→ **RAW DATA**
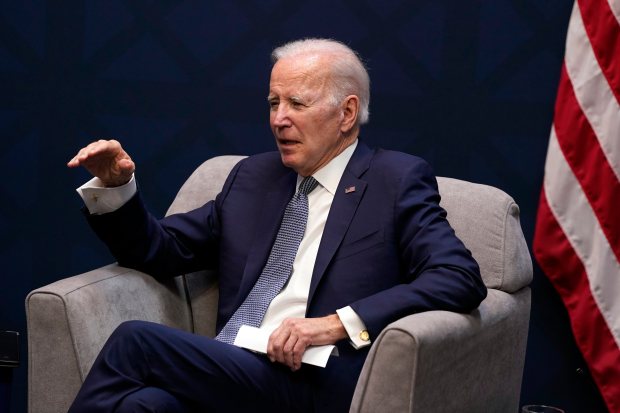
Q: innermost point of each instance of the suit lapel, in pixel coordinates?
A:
(341, 213)
(274, 204)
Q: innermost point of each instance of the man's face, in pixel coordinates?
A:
(305, 123)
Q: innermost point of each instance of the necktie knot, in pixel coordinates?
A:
(307, 185)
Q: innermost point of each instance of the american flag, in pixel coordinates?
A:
(577, 237)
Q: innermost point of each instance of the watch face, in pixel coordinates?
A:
(9, 348)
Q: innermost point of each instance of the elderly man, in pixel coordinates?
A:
(323, 242)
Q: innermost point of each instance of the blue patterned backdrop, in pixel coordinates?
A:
(468, 85)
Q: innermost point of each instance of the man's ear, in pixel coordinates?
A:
(350, 112)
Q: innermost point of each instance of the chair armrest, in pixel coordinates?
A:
(70, 320)
(440, 361)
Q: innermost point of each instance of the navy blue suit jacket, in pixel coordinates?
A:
(387, 249)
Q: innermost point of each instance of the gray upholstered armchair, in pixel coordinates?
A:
(429, 362)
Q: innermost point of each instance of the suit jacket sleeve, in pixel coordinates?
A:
(437, 271)
(177, 244)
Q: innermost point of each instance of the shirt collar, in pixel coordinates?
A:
(329, 175)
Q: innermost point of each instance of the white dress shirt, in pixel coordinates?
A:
(292, 301)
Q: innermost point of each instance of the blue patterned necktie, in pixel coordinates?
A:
(279, 265)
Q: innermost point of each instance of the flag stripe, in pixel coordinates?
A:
(587, 161)
(604, 33)
(592, 91)
(557, 259)
(577, 236)
(614, 5)
(567, 201)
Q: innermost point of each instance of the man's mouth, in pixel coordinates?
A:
(287, 142)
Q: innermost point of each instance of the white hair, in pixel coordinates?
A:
(348, 74)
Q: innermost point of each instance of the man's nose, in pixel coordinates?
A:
(280, 116)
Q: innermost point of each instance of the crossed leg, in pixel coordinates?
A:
(147, 367)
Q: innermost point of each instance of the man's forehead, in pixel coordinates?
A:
(299, 70)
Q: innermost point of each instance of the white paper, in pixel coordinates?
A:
(256, 339)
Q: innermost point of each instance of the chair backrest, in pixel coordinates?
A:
(485, 218)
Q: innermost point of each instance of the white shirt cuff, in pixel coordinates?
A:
(356, 329)
(101, 200)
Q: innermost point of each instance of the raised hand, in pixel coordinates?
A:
(106, 160)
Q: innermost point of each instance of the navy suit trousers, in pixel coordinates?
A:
(141, 359)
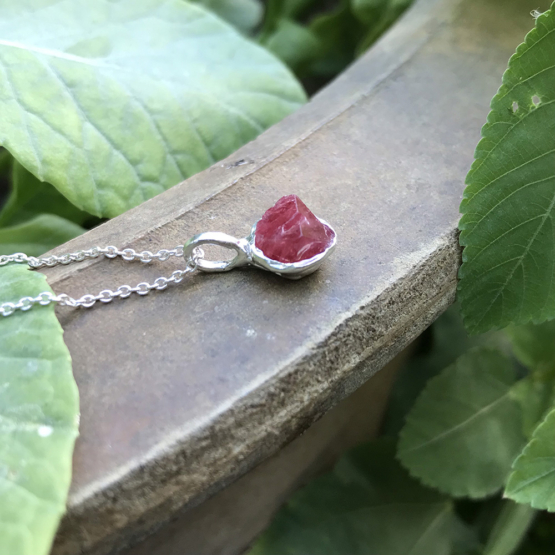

→ **REQUIRED WORK**
Identify each row above that contains the string "shirt" and copy those rows in full. Matching is case-sensitive.

→ **RESULT OF THE EXERCISE**
Q: innermost point of each instance of the shirt collar, in pixel coordinates?
Q: innermost point of each instance of the white dress shirt, in pixel coordinates?
Q: innermost point of each instance of the white shirt cuff, in pixel coordinates?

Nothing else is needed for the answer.